======== Quoted passage

September 10, 1979.
 Criminal Law — Plea of Guilty — Voluntariness — Determination — Failure To Specify Rights Waived — Effect. A trial court's failure to specifically inform a criminal defendant of the constitutional rights which he waives by pleading guilty, including his privilege against compulsory self-incrimination, does not preclude a determination, as required by CrR 4.2(d), that the plea was entered voluntarily, intelligently, and with a full understanding of the nature of the plea and its consequences.
Criminal Law — Plea of Guilty — Competency — Determination.
 Evidence — Opinion Evidence — Expert Testimony — Credibility. The testimony of an expert is not binding upon the trier of fact who may give testimony such credence as it sees fit.
 Appeal and Error — Review — Matters Not in Record. Evidence which does not appear in the record will not be considered on appeal.
Criminal Law — Habitual Criminals — Felony — Federal Crime.
 Criminal Law — Deadly Weapon — Firearm — Statutory Provisions — Application. RCW 9.41.025, the firearm statute, cannot be used to enhance punishment for a crime where the use of a firearm is an integral element of the basic crime. RCW 9.95.040, the deadly weapon statute, however, restricts the sentence duration powers of the parole board and is properly applied whenever supported by the evidence.
Nature of Action: The defendant pleaded guilty to a charge of first-degree robbery. He later sought to withdraw the plea, claiming an invalid waiver of his right against self-incrimination and that he was incompetent at the time he entered the plea.
Superior Court: The Superior Court for King County, No. 82556, Francis E. Holman, J., on June 16, 1978, refused to permit withdrawal of the plea, found the defendant guilty of being a habitual criminal, and entered findings of being armed with a deadly weapon and firearm.
Court of Appeals: Holding that the plea was properly accepted, that the habitual criminal finding was supported by the evidence, but that the firearm statute was improperly applied, the court affirms the judgment but remands for resentencing.
Chambers, Marston, Hodgins, Shorett, Young Gillingham and David L. Shorett, for appellant.
Norm Maleng, Prosecuting Attorney, and J. Robin Hunt, Deputy, for respondent.

================
======== Dataset

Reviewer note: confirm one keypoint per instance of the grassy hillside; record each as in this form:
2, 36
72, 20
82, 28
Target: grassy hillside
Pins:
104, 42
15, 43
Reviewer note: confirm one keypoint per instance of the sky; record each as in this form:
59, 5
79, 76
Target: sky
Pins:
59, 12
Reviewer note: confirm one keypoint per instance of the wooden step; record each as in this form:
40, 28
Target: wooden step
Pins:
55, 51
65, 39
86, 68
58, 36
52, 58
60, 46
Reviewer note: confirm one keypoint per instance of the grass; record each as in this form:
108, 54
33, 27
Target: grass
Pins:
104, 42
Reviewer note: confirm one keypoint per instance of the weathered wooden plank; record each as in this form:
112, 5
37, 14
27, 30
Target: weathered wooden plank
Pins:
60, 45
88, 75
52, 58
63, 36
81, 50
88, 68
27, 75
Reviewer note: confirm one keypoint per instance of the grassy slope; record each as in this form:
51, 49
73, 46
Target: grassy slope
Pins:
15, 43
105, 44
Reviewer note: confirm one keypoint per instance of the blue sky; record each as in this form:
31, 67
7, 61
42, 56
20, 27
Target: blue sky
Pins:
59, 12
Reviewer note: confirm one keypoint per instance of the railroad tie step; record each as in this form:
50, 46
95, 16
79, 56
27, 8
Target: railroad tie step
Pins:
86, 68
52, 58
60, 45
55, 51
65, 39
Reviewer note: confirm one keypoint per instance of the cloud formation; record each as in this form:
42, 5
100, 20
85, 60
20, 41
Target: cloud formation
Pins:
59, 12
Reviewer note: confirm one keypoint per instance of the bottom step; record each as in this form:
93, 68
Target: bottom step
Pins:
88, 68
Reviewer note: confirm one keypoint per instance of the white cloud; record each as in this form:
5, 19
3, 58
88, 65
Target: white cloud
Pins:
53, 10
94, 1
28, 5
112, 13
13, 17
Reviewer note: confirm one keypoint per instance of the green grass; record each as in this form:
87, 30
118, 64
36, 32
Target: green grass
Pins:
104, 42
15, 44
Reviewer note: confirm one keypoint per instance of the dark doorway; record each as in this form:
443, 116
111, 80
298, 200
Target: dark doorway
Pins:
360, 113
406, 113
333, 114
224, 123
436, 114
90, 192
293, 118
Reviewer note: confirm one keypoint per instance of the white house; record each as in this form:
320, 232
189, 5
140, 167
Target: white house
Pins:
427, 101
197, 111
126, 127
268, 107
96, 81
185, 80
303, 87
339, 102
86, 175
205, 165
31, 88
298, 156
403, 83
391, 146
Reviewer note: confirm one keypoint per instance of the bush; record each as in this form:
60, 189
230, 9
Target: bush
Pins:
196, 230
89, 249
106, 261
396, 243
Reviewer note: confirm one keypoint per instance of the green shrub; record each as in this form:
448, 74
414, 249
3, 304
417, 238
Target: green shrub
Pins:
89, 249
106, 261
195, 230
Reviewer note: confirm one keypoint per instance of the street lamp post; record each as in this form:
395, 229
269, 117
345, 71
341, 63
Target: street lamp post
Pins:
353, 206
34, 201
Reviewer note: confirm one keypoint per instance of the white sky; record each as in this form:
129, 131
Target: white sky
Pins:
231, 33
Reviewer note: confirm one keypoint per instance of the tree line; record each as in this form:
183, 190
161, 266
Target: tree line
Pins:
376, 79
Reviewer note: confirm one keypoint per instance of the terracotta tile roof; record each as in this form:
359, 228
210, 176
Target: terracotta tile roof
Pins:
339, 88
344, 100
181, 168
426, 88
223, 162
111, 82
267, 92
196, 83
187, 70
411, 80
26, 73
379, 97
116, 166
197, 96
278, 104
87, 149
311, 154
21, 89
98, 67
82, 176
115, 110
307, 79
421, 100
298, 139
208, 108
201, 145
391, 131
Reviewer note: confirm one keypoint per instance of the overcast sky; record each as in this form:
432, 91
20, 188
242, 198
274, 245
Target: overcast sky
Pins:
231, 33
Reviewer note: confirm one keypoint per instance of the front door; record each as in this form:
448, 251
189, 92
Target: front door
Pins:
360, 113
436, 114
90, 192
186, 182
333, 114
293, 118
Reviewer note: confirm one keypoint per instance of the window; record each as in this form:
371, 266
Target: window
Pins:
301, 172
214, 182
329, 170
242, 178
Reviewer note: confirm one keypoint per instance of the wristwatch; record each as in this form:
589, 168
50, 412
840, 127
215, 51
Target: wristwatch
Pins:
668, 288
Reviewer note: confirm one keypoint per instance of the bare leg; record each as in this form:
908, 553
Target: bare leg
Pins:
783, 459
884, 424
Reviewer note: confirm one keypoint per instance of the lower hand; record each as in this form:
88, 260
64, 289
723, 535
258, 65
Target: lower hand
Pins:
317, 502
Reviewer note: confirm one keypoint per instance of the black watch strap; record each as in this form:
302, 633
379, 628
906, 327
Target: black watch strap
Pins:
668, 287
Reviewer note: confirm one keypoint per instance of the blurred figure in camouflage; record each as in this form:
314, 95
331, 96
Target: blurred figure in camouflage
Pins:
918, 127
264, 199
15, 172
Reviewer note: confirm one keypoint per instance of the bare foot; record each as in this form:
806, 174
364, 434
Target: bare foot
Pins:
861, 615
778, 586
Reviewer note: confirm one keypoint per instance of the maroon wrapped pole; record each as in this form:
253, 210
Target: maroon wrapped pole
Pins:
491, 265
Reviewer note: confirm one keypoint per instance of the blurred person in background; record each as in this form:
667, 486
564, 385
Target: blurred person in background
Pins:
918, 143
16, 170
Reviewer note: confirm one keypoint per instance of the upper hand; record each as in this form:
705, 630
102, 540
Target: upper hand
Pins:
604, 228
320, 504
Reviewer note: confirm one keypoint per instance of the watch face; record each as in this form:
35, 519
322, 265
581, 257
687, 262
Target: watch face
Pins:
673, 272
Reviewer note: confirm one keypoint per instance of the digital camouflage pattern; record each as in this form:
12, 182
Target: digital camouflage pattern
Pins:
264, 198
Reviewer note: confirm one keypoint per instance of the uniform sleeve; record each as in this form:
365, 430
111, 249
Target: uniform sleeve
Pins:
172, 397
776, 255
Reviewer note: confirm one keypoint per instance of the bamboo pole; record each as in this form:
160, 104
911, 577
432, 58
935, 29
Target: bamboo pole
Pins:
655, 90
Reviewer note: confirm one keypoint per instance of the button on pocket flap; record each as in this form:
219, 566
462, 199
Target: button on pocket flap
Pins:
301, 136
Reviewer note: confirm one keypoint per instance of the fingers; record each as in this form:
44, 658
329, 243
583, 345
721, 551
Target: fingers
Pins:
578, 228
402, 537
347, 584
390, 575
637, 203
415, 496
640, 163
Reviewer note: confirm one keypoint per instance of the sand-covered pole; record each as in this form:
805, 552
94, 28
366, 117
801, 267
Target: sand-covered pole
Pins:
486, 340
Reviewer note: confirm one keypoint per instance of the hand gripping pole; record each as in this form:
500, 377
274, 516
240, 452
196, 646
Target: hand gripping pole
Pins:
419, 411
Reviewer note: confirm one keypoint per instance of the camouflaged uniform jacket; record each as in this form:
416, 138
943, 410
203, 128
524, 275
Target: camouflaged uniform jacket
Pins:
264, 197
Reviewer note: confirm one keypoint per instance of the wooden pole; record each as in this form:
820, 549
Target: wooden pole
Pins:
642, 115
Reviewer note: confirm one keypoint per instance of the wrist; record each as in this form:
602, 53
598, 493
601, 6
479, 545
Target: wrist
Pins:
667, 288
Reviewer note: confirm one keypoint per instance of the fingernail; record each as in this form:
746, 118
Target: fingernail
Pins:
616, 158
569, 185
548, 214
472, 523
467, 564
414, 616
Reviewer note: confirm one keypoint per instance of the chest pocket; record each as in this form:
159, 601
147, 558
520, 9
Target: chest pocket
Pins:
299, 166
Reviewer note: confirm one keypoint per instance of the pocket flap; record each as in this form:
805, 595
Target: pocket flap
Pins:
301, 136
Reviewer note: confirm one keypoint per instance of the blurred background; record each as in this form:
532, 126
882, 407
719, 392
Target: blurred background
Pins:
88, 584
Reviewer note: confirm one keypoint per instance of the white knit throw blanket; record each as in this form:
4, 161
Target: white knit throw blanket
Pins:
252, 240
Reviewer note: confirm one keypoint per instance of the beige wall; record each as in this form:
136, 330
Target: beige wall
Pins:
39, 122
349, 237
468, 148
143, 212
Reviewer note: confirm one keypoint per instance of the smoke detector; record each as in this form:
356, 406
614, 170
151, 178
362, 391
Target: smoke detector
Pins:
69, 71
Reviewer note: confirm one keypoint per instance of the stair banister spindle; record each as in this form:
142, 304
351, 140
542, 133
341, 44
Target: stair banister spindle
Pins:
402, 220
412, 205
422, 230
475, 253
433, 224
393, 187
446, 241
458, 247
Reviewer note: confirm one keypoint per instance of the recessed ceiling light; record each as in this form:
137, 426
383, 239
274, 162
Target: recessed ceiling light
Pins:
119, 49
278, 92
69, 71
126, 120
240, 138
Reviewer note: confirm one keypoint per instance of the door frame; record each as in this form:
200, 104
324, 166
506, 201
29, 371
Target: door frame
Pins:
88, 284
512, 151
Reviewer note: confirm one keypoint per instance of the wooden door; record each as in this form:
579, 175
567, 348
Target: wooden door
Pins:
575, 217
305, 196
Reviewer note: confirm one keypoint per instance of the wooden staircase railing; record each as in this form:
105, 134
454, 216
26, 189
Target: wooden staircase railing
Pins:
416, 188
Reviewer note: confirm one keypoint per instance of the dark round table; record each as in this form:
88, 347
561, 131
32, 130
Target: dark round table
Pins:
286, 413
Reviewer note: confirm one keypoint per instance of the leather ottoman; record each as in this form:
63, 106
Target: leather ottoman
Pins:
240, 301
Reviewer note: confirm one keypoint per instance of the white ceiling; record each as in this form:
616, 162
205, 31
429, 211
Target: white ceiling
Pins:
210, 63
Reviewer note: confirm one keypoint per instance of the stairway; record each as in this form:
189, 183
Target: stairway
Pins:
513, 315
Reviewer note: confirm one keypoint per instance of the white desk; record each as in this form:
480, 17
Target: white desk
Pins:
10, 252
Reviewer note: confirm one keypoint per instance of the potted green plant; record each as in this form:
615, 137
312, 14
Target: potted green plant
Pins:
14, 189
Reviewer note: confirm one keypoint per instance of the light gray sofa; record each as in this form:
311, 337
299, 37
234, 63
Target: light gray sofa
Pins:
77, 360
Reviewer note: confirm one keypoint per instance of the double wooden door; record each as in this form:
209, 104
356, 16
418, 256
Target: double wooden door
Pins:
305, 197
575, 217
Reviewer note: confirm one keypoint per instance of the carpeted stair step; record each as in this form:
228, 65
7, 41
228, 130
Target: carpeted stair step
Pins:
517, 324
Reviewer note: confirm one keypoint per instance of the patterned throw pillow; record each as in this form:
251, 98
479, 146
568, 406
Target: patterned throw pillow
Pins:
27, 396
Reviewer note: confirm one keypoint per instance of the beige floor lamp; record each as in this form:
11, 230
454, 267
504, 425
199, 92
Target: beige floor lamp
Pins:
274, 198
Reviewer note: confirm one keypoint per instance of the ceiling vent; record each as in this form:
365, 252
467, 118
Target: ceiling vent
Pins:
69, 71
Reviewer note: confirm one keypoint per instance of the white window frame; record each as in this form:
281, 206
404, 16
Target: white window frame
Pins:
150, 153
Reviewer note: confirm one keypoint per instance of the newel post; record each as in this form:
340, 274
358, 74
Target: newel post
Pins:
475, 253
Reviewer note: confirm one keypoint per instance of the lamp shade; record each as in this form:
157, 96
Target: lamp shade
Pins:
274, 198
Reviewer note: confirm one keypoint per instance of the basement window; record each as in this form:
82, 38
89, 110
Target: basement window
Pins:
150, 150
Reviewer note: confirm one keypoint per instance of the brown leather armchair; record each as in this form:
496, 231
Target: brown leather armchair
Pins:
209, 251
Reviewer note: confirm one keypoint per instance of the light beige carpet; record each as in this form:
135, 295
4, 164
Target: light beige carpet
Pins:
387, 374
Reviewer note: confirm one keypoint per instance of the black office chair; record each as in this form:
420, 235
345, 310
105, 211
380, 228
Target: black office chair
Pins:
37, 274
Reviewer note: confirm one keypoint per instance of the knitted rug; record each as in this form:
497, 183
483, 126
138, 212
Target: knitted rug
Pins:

================

▸ **Your goal**
Translate this sentence from the case summary above into Spanish: "Evidence which does not appear in the record will not be considered on appeal."

▸ **Response**
Las pruebas que no consten en el expediente no serán consideradas en apelación.